## Exercise goal
The expected result is every entry, retyped character for character.

Referring expression pointing data

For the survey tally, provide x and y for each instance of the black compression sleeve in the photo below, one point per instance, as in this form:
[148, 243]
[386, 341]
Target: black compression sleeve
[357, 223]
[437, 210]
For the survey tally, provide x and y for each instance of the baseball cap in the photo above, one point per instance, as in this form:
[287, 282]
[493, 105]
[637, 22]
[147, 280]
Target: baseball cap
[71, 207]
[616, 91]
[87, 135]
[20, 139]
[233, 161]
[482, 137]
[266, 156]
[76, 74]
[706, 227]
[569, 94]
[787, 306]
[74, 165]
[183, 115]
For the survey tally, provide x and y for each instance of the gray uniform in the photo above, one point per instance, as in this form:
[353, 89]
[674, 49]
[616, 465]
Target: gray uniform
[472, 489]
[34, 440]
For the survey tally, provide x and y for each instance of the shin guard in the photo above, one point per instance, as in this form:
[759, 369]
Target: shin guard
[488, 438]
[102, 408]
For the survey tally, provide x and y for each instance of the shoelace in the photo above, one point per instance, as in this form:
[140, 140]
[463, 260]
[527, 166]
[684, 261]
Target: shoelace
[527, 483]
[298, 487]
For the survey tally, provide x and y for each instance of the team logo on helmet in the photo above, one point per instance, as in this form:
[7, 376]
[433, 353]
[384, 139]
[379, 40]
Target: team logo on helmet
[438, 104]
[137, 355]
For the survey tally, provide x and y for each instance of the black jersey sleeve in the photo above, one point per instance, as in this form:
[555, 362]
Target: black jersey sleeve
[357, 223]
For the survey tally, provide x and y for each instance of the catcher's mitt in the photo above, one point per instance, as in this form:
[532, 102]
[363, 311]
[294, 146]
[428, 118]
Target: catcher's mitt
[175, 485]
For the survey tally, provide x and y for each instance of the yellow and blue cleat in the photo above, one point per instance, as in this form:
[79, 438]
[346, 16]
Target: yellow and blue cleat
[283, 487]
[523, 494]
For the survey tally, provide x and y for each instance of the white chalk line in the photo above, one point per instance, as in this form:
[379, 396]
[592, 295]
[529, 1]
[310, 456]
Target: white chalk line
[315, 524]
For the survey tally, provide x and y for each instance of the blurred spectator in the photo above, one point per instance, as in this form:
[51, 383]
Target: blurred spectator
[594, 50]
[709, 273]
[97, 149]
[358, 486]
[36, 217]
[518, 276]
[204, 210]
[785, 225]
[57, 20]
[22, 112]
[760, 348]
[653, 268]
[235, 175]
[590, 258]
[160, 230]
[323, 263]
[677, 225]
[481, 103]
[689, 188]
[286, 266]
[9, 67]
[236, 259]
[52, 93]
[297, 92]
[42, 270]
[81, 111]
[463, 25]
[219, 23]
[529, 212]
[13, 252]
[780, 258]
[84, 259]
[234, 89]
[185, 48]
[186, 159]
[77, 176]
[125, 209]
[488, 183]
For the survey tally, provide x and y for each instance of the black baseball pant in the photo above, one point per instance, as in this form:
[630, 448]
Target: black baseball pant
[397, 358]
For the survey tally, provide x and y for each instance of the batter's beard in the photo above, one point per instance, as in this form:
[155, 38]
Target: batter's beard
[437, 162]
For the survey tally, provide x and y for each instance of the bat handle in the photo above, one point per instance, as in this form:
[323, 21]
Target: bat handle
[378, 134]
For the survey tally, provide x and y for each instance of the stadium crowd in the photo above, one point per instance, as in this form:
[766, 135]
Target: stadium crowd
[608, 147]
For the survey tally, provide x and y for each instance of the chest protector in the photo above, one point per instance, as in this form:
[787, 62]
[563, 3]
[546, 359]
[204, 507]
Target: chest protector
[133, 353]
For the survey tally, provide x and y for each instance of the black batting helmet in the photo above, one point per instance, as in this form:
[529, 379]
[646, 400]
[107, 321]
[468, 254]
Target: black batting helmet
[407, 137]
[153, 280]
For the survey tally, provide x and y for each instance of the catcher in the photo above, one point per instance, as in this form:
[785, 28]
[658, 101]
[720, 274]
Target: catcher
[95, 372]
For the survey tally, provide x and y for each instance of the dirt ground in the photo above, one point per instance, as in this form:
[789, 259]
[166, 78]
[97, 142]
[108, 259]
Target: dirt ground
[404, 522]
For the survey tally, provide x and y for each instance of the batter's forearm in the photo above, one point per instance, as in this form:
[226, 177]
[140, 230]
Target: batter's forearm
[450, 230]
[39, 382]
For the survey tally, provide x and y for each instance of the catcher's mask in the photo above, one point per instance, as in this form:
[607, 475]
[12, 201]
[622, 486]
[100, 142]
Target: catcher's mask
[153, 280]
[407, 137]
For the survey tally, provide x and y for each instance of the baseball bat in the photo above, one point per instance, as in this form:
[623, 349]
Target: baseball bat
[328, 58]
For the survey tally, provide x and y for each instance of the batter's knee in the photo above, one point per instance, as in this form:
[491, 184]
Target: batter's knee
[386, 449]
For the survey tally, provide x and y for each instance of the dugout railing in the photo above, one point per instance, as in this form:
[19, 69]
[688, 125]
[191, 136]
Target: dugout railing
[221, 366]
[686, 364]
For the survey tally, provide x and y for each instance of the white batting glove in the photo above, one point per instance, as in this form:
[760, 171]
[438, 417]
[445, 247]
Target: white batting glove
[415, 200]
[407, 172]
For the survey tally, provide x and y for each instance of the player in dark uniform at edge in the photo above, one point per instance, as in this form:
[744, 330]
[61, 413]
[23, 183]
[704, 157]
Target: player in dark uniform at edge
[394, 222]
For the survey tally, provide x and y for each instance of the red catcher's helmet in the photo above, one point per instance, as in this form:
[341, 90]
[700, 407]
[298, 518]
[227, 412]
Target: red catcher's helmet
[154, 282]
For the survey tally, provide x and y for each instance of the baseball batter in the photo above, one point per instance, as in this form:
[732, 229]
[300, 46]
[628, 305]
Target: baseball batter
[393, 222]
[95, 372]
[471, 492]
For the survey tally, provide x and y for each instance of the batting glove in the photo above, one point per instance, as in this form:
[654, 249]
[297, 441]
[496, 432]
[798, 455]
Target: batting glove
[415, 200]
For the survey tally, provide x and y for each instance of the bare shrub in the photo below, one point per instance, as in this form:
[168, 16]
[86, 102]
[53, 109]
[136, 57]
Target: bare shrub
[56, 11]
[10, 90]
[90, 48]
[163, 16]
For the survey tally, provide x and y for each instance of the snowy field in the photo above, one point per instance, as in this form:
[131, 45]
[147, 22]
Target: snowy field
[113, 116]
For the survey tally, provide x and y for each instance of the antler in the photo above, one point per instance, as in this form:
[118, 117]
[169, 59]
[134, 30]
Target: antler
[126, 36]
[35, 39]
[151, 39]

## Answer to this problem
For the survey tally, provide x and y for each instance of the black compression sleeve in the photo below, one point per instance, as in this form:
[148, 243]
[386, 341]
Target: black compression sleeve
[357, 223]
[437, 210]
For the survey tally, provide x and y for each instance of the baseball cap in the photo above, one point per instance, as in this form:
[287, 282]
[493, 105]
[637, 22]
[147, 280]
Target: baseball cap
[71, 207]
[616, 91]
[87, 135]
[20, 139]
[233, 161]
[482, 137]
[266, 156]
[76, 74]
[706, 227]
[569, 94]
[787, 306]
[74, 165]
[183, 115]
For the survey tally, provide x and y for each instance of the gray uniform in the photo above, one point per instance, as in this form:
[353, 89]
[674, 49]
[616, 465]
Target: gray uniform
[472, 489]
[34, 440]
For the survey tally, provide x and y for each instance of the shin guard in the photo above, one point per instance, as in this form:
[759, 369]
Target: shin guard
[488, 438]
[102, 408]
For the survey tally, provide x and y for each instance of the shoelace in the photo above, one point per instance, as in this form:
[140, 140]
[463, 260]
[527, 166]
[684, 261]
Target: shoelace
[527, 483]
[298, 487]
For the survey tally, provide x and y for each instance of the team logo on helmet in the photo above, one point per instance, as in this form:
[7, 376]
[433, 353]
[384, 139]
[379, 40]
Target: team logo on helmet
[438, 104]
[137, 355]
For the survey tally, provide x and y for each instance of the black jersey sleeve in the photo above, one point per instance, as in this form:
[555, 362]
Target: black jersey sleeve
[357, 223]
For the survey tally, provide x and y for each instance of the catcher's mitt in the photo above, one point per instance, as in this form:
[532, 102]
[363, 311]
[294, 146]
[428, 118]
Target: catcher's mitt
[175, 485]
For the survey tally, provide x and y for each instance of the yellow and blue cleat in the photo above, one point per instance, as in this form:
[79, 438]
[346, 16]
Target: yellow and blue cleat
[283, 487]
[523, 494]
For the survey tally, provide x and y for each instance of the white chalk line in the photo above, one point per instance, as in this form:
[379, 396]
[592, 295]
[529, 1]
[310, 456]
Target: white chalk line
[315, 524]
For the survey tally, provide x and y for each instance of the blurred spectator in the photo above, one point per instance, as in this form:
[51, 383]
Target: blurred spectator
[594, 50]
[709, 273]
[97, 149]
[358, 486]
[36, 217]
[518, 276]
[204, 210]
[785, 225]
[57, 20]
[22, 112]
[760, 348]
[653, 268]
[235, 175]
[590, 258]
[160, 230]
[323, 263]
[677, 225]
[481, 103]
[689, 188]
[286, 266]
[9, 67]
[236, 259]
[52, 93]
[297, 92]
[42, 270]
[81, 111]
[463, 25]
[219, 23]
[529, 212]
[13, 252]
[780, 258]
[84, 259]
[234, 89]
[185, 48]
[186, 159]
[77, 176]
[125, 209]
[488, 183]
For the survey tally, provide x and y for each instance of the black baseball pant in the photo above, one point per instance, as in this form:
[630, 448]
Target: black baseball pant
[397, 358]
For the survey tally, provide x and y for each instance of the batter's beard in the photo above, one point per instance, as in this form:
[155, 38]
Target: batter's beard
[437, 162]
For the survey tally, provide x and y for each instance of the bat handle in the photo above, one point per instance, as in this form:
[323, 21]
Target: bat handle
[378, 134]
For the survey tally, provide x and y for each instance of the stadium crowd in the photo above, one point per instance, as in this form:
[766, 135]
Target: stadium crowd
[608, 147]
For the survey tally, provide x and y for each instance of the chest protector in the photo above, one point per instance, as in this form:
[787, 62]
[563, 3]
[546, 359]
[204, 507]
Target: chest protector
[133, 353]
For the survey tally, provide x and y for each instance of the black batting helmet in the photo above, one point per instance, as in this form:
[529, 379]
[646, 400]
[107, 321]
[468, 254]
Target: black batting helmet
[407, 137]
[153, 280]
For the survey tally, provide x and y for each instance of the catcher in the photo above, one point per instance, as in this form:
[785, 28]
[658, 101]
[720, 274]
Target: catcher
[95, 372]
For the survey tally, provide x and y for each instance of the dirt ground in the photo above, one point per instance, as in this form:
[789, 259]
[166, 78]
[97, 142]
[108, 259]
Target: dirt ground
[404, 522]
For the survey tally, provide x and y for each instance of the batter's forearm in the photo above, one point per instance, as in this form:
[226, 177]
[140, 230]
Target: batter's forearm
[450, 230]
[39, 382]
For the survey tally, provide x and y for each instance of the catcher's mask in the photo above, one point per instance, as in this form:
[607, 475]
[12, 201]
[622, 486]
[100, 142]
Target: catcher's mask
[153, 280]
[407, 137]
For the survey tally, provide x and y for each instance of the baseball bat in the photo above, one point per instance, as in this form:
[623, 349]
Target: baseball bat
[328, 58]
For the survey tally, provide x and y for each instance of the batter's knee in the photo above, one point per instance, as in this form:
[491, 184]
Target: batter's knee
[386, 449]
For the survey tally, provide x and y for each instance of the dugout railing in the photo above, one point per instance, as in this form:
[19, 69]
[688, 125]
[191, 136]
Target: dugout railing
[221, 366]
[686, 364]
For the survey tally, provide x and y for each instance of the white batting glove in the photo above, one point per instance, as in this form:
[760, 171]
[438, 417]
[445, 247]
Target: white batting glove
[415, 200]
[407, 172]
For the survey tally, provide x and y for each instance of the player in dark uniform at edge in the photo above, one point per instance, as in this form:
[744, 330]
[61, 413]
[23, 183]
[704, 157]
Target: player in dark uniform at edge
[394, 222]
For the survey tally, provide x and y for each instance of the red catcher's helmet in the photo above, one point per instance, as in this form:
[341, 90]
[700, 407]
[298, 518]
[227, 412]
Target: red catcher's helmet
[154, 282]
For the survey tally, provide x and y for each instance of the baseball batter in the photo above, one point per instance, as in this form:
[732, 229]
[300, 46]
[628, 305]
Target: baseball batter
[393, 222]
[95, 372]
[471, 492]
For the survey tally, provide x and y for each instance of the batting glove in the photo above, one point per instance, as in this form:
[654, 249]
[297, 441]
[496, 432]
[798, 455]
Target: batting glove
[415, 200]
For the survey tally, provide x and y for each instance of the bare shrub in the photo below, one point per instance, as in this form:
[168, 16]
[86, 102]
[53, 109]
[136, 57]
Target: bare shrub
[56, 11]
[10, 90]
[90, 48]
[163, 16]
For the survey tally, provide x and y for each instance of the snowy field in the photo above, one point per instance, as in this form:
[131, 45]
[147, 22]
Target: snowy field
[113, 116]
For the survey tally, provide x and y for each instance of the antler in the photo above, one point per instance, as in this form:
[118, 117]
[169, 59]
[134, 30]
Target: antler
[126, 36]
[35, 39]
[151, 39]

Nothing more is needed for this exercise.